### Exercises
1. According to the energy geopolitics excerpt, what two things does energy represent in the U.S. "energy dominance" strategy?
2. Condense the paragraph of the energy geopolitics excerpt that begins "The balance of power is shifting" into a bulleted list that keeps its main facts.

─── Source excerpt ───

So far, the United States has grappled with these questions by pursuing “energy dominance,” a strategy in which energy represents (1) a tool for gaining geopolitical influence in a given region and (2) an area of competitive and strategic economic advantage for the United States. But other global powers, like China and Russia, pose strong competition for this U.S. strategy. Energy features prominently in the economic, foreign, and national security strategies of all three countries but in different ways. And although all three recognize the importance of maintaining affordable and reliable energy supplies for the good of the global economy as well as their own economic well-being, they also recognize the influence of energy in the execution of foreign policy at the global and regional level. The issue for the international energy community is whether the multilateral approach to shared energy security, supported by the promotion of free and integrated markets, is breaking down into regional and economic spheres of influence more mercantile in nature—and if so, how the United States should respond.

Shifting Balance of Power

Power structures within and among nation-states are shifting. A decade ago, Zbigniew Brzezinski foreshadowed the upheaval as the result of a “global political awakening” in which “for the first time in history almost all of humanity is politically activated, politically conscious and politically interactive” and the result is a “quest for cultural respect and economic opportunity in a world scarred by memories of colonial or imperial domination.”1 Much of this awakening is enabled by technology, which has connected and informed society in ways previously not possible.

Today, this struggle is playing out at multiple levels, including the great power politics of nation-states. In 2016, Henry Kissinger spoke about the nature of the changing world order, saying that for the first time in decades: “Practically all the actors in the Middle East, China, Russia, and to a certain extent Europe are facing major strategic decisions. . . . to settle some fundamental directions of their policies. China, about the nature of its place in the world. Russia, about the goals of its confrontations. Europe, about its purpose, through a series of elections. America, about giving a meaning to its current turmoil in the aftermath of the election.”2

The balance of power is shifting, the global order is being renegotiated. The culmination of both has led to an era of intense competition. Within countries, political competition has brought new parties to power. Widespread displeasure over inequality and an unlevel playing field threaten to disrupt the global trading regime and have led to intensified economic competition among firms and strategic economic competition among states. The advent of new technological horizons and the rise of developing countries have sparked new frontiers of competition. Against this backdrop, great powers are looking to expand their reach and refresh their strategies to achieve geostrategic gains.

As countries look to expand their spheres of influence, energy can play a role as both a target and tool of that expansion. Although much of the world’s energy development and trade occurs in the sphere of normal commerce, energy infrastructure, investment, and control over resources can also play a role in establishing or challenging the relationships between and among countries. For the first time since the end of the Cold War, there is genuine strategic rivalry among the world’s great powers. China’s rise has created a web of economic and political relationships in all continents. Russia is reasserting itself in places from which it had retreated. The United States is aggressively renegotiating its existing relationships with allies and adversaries. New areas of strategic competition have opened up in resource-rich areas like the Arctic and the emerging economies of Africa.

─── Information shown ───

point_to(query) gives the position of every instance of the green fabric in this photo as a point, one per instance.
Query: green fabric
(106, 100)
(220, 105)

───

### Problem solutions
1. Energy represents a tool for gaining geopolitical influence in a given region and an area of competitive and strategic economic advantage for the United States.

2.
- The balance of power is shifting and the global order is being renegotiated. Together these have led to an era of intense competition.
- Within countries, political competition has brought new parties to power.
- Widespread displeasure over inequality and an unlevel playing field threatens the global trading regime. It has intensified economic competition among firms and strategic economic competition among states.
- New technological horizons and the rise of developing countries have opened new frontiers of competition.
- Great powers are seeking to expand their reach and refresh their strategies to achieve geostrategic gains.